───── RECORDS SHOWN
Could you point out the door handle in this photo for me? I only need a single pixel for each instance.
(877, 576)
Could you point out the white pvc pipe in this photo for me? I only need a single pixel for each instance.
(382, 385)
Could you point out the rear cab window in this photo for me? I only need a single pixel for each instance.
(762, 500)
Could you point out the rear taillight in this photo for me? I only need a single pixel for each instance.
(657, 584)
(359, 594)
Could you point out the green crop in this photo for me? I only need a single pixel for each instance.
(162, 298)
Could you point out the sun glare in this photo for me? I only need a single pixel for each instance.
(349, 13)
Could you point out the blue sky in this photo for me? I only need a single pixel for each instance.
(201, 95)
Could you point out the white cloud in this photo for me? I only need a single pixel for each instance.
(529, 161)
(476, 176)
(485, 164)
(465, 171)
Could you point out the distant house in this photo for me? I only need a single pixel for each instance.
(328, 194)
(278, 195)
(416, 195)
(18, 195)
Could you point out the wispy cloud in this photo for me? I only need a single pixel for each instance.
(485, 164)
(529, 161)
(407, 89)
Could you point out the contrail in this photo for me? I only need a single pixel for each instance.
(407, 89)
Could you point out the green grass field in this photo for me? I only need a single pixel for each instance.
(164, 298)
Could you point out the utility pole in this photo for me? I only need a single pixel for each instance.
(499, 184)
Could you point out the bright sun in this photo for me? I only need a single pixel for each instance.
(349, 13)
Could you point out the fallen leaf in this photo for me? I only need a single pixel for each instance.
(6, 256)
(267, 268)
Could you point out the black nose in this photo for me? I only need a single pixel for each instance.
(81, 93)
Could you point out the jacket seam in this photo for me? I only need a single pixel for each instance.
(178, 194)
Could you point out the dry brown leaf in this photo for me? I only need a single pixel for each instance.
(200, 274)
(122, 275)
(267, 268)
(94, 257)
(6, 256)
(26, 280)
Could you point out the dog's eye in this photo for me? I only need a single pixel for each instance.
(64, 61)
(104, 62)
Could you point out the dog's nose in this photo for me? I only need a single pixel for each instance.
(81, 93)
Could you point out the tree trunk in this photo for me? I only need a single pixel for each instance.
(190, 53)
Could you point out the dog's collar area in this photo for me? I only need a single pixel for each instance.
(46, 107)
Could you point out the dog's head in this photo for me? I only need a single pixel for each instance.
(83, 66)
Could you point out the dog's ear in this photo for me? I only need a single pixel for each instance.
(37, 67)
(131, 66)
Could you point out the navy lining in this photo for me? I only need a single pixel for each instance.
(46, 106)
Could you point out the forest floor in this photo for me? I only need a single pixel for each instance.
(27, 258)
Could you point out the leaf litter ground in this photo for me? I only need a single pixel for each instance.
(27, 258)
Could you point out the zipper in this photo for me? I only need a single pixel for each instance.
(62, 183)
──────────
## WHAT IS REQUIRED:
Repeat the records above exactly as they appear.

## SOLUTION:
Could you point out the door handle in this photo for me? I only need a single pixel for each instance.
(877, 576)
Could you point out the white pvc pipe in this photo for me? I only need a single pixel for each instance.
(382, 385)
Could you point out the rear cab window in this photo for me? I only need a single pixel for each instance.
(762, 500)
Could you point out the rear taillight in this photo for me? I only need a single pixel for each instance.
(657, 584)
(359, 594)
Could you point out the green crop in this photo for me? I only need a single pixel for each instance.
(162, 298)
Could you point out the sun glare in this photo for me? I only need a single pixel for each instance.
(349, 13)
Could you point out the blue sky in this photo for me? I only need a single pixel for each instance.
(201, 95)
Could you point out the white cloud in this photo for me? I only need a single pixel for each instance.
(529, 161)
(476, 176)
(485, 164)
(465, 171)
Could you point out the distant house in this photo for me? I only need a single pixel for each instance.
(328, 194)
(278, 195)
(416, 195)
(18, 195)
Could you point out the wispy cloud in this photo for me? I only need a single pixel for each instance.
(485, 164)
(529, 161)
(407, 89)
Could you point out the contrail in this photo for me? I only need a single pixel for each instance.
(407, 89)
Could you point out the green grass field in this photo for me? I only need a single pixel for each instance.
(164, 298)
Could you point out the utility pole in this photo for me? I only need a single pixel for each instance.
(499, 184)
Could you point out the bright sun in this photo for me? I only need a single pixel for each instance.
(349, 13)
Could you point out the fallen leaf in this photo for me? I only need a single pixel for each instance.
(6, 256)
(267, 268)
Could you point out the black nose in this photo for me? I only need a single pixel for each instance.
(81, 93)
Could you point out the jacket seam in this photo for me? I only need a single pixel for each instance.
(178, 194)
Could you point out the dry brown leaf in this photo for me? I only need a single pixel for each instance.
(200, 274)
(122, 275)
(267, 268)
(94, 257)
(6, 256)
(26, 280)
Could you point out the dog's eye in this photo for me? I only need a single pixel for each instance.
(64, 61)
(104, 62)
Could you point out the dog's nose in this photo for me? I only need a single pixel for each instance.
(81, 93)
Could you point out the tree trunk in this photo for me? I only need a single pixel for each instance.
(190, 53)
Could you point out the dog's collar area in this photo for me? I only need a single pixel for each instance.
(46, 107)
Could you point out the dog's head in this photo for me? I only need a single pixel for each instance.
(83, 66)
Could you point out the dog's ear in this photo for me? I only need a single pixel for each instance.
(37, 67)
(131, 66)
Could you point out the navy lining in this photo for me? I only need a single pixel for each instance.
(46, 106)
Could you point out the forest floor in this photo for me? I only need a single pixel for each instance.
(27, 258)
Could you point out the leaf litter ground in this photo for me? I only need a single pixel for each instance.
(27, 258)
Could you point out the zipper in this photo for me? I only need a single pixel for each instance.
(62, 183)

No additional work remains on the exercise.